╭─ Input rows
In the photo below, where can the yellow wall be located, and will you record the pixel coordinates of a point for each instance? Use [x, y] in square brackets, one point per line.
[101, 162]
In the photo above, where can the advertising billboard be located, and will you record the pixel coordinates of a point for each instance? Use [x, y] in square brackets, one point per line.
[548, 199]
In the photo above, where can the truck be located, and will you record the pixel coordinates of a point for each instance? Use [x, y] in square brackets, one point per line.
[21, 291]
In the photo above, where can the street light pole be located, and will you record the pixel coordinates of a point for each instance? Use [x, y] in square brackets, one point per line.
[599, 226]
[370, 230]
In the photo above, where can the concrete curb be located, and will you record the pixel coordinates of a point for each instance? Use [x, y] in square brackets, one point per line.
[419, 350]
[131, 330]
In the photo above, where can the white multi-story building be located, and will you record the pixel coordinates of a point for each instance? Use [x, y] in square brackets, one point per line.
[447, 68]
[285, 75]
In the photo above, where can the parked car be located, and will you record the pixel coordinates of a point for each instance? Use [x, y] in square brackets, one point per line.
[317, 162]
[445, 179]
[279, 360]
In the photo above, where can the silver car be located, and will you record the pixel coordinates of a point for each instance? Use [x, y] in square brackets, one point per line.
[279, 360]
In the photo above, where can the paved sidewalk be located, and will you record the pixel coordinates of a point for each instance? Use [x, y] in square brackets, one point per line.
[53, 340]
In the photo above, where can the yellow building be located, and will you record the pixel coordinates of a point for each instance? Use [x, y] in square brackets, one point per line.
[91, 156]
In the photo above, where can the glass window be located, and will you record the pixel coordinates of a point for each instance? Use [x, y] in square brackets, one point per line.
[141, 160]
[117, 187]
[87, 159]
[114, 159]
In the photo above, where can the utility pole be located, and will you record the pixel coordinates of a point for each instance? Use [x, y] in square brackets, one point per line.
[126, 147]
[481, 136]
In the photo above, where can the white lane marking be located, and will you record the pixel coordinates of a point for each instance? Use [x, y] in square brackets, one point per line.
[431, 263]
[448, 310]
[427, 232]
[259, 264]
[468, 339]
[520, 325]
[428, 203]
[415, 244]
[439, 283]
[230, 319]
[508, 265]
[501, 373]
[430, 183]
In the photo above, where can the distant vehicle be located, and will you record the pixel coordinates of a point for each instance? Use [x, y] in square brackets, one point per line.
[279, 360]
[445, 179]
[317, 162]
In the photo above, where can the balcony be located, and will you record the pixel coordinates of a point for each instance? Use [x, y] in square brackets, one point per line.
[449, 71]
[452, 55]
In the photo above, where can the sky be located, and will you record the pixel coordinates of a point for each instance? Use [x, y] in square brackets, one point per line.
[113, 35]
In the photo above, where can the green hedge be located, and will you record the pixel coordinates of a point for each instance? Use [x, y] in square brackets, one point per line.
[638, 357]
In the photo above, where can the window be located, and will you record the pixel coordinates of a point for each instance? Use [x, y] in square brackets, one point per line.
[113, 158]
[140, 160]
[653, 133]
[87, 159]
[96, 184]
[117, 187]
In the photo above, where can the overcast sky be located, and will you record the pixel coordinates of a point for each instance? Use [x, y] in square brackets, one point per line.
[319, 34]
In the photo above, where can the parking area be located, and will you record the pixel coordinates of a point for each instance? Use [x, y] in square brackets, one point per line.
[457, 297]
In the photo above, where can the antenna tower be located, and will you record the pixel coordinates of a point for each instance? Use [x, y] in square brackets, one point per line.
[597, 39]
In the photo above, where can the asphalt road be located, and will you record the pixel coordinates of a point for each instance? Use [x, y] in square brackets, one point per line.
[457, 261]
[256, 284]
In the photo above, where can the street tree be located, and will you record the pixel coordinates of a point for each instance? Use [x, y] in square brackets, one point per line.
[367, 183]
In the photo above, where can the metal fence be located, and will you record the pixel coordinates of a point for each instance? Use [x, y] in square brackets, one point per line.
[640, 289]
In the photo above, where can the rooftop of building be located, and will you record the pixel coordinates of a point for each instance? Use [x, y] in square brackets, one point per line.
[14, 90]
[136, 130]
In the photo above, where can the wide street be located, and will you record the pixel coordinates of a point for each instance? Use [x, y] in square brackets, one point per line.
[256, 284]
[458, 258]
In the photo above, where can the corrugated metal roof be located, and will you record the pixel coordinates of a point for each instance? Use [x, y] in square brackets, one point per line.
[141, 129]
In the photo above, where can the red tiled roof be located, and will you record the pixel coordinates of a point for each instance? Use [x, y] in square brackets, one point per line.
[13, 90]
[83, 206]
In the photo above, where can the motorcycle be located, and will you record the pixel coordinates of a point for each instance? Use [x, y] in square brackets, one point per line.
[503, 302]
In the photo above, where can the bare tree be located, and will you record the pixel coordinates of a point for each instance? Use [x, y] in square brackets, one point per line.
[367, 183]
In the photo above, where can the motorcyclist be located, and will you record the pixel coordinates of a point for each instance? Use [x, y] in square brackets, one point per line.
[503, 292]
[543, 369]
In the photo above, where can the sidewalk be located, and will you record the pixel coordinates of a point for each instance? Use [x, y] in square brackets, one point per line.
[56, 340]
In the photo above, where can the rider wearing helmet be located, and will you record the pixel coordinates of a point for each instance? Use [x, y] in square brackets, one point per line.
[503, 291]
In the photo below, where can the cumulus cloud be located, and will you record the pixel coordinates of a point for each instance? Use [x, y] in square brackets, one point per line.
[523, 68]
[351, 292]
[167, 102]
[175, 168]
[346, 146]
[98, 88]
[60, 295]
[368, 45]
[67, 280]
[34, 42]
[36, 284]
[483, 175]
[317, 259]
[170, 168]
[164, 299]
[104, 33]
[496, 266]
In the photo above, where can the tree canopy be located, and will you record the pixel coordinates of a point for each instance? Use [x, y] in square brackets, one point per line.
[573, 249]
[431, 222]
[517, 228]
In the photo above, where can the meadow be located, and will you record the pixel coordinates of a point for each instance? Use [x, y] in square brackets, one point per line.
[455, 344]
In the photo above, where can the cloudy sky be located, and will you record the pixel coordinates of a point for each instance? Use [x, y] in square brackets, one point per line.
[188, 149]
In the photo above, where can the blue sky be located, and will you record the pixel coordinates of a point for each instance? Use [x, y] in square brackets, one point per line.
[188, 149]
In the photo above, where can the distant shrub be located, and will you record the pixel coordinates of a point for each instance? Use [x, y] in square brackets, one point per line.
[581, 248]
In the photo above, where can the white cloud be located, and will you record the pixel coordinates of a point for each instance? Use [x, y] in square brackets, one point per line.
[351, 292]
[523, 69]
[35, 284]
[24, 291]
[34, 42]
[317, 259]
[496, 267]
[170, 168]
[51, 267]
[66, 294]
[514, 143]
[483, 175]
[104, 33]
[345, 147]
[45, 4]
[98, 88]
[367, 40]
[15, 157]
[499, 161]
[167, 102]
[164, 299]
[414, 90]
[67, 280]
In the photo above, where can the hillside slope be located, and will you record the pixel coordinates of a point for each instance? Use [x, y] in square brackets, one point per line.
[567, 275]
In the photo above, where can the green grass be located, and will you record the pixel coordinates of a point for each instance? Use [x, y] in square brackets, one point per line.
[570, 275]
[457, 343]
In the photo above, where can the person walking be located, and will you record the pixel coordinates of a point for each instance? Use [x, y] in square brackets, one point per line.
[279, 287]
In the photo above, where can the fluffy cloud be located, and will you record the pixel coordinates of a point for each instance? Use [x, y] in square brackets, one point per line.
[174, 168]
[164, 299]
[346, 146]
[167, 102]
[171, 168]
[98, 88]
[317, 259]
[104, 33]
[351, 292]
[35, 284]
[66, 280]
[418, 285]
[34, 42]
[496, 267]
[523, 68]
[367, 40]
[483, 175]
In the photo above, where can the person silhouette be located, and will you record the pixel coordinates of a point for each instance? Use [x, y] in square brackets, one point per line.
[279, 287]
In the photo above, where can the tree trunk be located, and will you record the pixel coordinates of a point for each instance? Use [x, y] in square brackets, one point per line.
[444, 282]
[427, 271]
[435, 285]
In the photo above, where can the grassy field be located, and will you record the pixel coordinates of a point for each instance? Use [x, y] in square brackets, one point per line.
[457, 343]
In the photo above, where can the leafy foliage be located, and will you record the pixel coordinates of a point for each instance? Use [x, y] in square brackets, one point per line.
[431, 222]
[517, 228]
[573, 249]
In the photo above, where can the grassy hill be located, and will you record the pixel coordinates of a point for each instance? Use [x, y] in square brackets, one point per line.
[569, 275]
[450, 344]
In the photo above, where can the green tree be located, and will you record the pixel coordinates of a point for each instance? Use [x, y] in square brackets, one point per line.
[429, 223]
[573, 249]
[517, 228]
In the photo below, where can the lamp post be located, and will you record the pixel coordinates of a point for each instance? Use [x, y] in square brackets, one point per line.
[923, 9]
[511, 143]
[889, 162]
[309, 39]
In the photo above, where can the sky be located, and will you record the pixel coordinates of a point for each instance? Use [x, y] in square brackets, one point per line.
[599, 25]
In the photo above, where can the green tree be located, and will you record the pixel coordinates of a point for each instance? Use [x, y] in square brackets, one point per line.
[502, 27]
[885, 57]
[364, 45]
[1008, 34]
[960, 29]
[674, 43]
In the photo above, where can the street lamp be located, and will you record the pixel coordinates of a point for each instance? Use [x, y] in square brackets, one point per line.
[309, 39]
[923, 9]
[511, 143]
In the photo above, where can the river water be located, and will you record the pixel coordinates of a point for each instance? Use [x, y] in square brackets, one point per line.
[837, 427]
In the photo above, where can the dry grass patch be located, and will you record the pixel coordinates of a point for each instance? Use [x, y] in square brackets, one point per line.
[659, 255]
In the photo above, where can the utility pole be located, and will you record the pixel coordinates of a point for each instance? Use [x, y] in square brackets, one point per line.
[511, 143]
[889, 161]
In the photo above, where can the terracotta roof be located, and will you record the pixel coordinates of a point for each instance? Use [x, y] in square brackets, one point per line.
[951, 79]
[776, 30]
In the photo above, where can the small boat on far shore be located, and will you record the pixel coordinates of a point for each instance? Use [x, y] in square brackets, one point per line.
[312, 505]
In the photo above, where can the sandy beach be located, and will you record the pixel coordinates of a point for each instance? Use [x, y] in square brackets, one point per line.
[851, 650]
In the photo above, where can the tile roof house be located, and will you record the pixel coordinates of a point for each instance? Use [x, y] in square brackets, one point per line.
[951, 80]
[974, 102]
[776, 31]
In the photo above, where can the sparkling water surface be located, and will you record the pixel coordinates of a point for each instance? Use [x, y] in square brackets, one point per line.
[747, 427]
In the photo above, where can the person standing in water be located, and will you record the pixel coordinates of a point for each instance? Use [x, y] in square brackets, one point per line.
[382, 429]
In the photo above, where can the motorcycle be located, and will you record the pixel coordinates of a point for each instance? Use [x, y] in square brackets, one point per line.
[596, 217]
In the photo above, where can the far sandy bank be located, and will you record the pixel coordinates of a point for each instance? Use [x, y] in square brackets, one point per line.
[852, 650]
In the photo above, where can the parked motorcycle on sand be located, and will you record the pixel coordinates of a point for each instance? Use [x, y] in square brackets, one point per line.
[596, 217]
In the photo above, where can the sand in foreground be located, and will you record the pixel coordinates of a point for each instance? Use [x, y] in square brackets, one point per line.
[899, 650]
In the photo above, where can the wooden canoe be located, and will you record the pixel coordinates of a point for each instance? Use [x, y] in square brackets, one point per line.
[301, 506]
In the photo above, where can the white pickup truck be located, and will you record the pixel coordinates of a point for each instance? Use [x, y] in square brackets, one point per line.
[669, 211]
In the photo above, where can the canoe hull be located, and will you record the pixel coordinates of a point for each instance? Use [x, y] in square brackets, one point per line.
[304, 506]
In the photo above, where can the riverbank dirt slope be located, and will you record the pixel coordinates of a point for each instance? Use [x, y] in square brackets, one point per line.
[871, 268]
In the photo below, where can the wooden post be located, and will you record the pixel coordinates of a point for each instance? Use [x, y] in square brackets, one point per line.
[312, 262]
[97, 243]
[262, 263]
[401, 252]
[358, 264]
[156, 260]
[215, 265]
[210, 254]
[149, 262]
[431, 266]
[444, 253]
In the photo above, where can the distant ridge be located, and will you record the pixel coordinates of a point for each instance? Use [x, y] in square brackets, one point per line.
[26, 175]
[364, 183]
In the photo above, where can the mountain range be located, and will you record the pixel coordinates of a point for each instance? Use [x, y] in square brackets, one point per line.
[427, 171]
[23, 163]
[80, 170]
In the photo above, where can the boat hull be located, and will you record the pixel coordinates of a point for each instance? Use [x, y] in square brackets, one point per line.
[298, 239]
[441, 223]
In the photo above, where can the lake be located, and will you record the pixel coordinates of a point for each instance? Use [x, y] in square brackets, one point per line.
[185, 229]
╰─
Begin with the line that contains "In the photo above, where can the distant ridge" and set down each line exactly until the records above end, including the final line.

Worked solution
In the photo above, where can the distant ridge be located, and will you record the pixel coordinates of a point for each instance? Use [x, y] in square brackets, one point per line.
[26, 175]
[364, 183]
In the photo above, where can the mountain range be located, and will you record the pixel coordinates of a point for each instance? Use [x, y] in square brackets, one point per line.
[427, 171]
[23, 163]
[80, 170]
In the photo above, where can the boat hull be located, and will you record the pixel coordinates of a point for each instance? Use [x, y] in square brackets, one point per line.
[298, 239]
[441, 223]
In the photo above, where can the lake be located, and will you record the pixel coordinates of a point for each instance? Use [x, y] in square brackets, one point per line.
[185, 229]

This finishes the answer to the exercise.